::: The input :::

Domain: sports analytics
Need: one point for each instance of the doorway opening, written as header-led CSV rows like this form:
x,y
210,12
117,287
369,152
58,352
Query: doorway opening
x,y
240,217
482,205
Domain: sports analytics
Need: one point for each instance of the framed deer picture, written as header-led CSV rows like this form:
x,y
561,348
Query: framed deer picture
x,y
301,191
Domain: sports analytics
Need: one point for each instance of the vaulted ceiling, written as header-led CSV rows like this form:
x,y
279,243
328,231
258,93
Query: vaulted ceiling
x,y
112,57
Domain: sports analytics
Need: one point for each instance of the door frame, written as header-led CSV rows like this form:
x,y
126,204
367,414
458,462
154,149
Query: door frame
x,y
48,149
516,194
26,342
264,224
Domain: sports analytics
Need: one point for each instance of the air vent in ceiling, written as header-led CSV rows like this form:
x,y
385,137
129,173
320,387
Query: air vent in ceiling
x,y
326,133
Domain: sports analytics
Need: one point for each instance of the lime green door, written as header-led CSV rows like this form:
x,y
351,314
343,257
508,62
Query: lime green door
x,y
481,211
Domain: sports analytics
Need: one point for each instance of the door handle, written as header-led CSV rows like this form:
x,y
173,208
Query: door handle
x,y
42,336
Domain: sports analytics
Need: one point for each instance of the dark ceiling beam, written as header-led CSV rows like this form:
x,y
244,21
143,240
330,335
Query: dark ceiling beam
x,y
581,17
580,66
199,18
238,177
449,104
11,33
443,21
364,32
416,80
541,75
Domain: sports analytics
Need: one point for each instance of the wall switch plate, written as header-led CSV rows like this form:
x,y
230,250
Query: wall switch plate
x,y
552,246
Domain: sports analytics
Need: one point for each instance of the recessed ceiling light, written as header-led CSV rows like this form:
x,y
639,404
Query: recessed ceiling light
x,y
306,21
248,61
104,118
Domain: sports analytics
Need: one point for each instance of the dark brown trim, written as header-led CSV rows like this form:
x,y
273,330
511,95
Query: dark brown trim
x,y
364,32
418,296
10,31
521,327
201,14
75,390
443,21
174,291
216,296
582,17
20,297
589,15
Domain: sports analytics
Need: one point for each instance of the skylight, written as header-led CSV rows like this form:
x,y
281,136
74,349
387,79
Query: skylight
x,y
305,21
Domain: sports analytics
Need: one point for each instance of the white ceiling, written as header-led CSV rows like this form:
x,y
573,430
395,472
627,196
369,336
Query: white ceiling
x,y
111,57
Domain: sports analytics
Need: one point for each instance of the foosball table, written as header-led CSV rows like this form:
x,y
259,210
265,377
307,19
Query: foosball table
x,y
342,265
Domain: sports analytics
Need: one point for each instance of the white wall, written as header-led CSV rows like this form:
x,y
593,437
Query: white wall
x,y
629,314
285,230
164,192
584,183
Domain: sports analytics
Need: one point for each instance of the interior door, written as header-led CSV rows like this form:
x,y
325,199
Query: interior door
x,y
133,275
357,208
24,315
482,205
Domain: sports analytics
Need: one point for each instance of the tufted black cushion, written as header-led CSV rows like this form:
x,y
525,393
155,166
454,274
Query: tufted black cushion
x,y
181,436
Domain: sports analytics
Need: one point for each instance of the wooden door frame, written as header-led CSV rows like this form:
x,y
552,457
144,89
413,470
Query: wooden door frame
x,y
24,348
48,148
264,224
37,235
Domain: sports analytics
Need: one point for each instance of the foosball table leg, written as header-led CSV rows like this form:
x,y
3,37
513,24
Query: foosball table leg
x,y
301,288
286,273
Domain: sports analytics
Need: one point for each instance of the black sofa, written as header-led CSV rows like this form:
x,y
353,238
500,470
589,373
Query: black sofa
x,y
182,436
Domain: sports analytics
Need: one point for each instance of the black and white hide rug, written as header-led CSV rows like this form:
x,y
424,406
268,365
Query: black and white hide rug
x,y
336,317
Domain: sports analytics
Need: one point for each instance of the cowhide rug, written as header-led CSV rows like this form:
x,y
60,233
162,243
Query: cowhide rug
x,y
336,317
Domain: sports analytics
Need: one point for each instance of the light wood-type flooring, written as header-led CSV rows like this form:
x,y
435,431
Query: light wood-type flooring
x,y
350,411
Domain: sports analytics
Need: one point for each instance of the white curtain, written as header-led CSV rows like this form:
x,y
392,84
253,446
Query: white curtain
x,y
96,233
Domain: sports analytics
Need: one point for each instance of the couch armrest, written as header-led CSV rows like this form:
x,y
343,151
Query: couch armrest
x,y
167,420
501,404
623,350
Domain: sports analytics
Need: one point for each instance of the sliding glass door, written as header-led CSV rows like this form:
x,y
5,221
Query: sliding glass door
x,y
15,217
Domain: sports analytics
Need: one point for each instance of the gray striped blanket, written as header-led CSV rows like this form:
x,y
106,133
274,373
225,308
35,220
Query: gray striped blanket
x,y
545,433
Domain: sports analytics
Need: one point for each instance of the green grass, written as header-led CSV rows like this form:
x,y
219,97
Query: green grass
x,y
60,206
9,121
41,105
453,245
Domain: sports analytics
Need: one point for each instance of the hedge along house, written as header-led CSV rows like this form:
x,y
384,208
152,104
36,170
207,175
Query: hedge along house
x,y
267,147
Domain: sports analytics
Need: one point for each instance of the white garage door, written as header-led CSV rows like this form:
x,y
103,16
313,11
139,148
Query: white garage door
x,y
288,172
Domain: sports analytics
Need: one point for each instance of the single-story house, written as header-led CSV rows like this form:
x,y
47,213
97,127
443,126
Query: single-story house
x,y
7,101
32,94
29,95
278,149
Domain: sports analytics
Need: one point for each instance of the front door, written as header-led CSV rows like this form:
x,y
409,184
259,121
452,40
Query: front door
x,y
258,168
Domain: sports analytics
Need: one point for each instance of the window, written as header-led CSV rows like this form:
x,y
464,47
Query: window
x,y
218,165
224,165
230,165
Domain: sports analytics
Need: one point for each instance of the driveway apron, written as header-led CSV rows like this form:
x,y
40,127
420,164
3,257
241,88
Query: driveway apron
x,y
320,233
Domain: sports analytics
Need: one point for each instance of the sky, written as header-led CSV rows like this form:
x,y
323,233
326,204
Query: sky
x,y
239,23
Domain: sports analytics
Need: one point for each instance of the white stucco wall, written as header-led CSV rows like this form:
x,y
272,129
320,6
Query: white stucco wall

:::

■ **What to produce**
Would you copy out every line in the records that includes the string "stucco"?

■ **Result for this task**
Need: one point for each instance of the white stucco wall, written as header-led CSV rows like this form:
Query: white stucco wall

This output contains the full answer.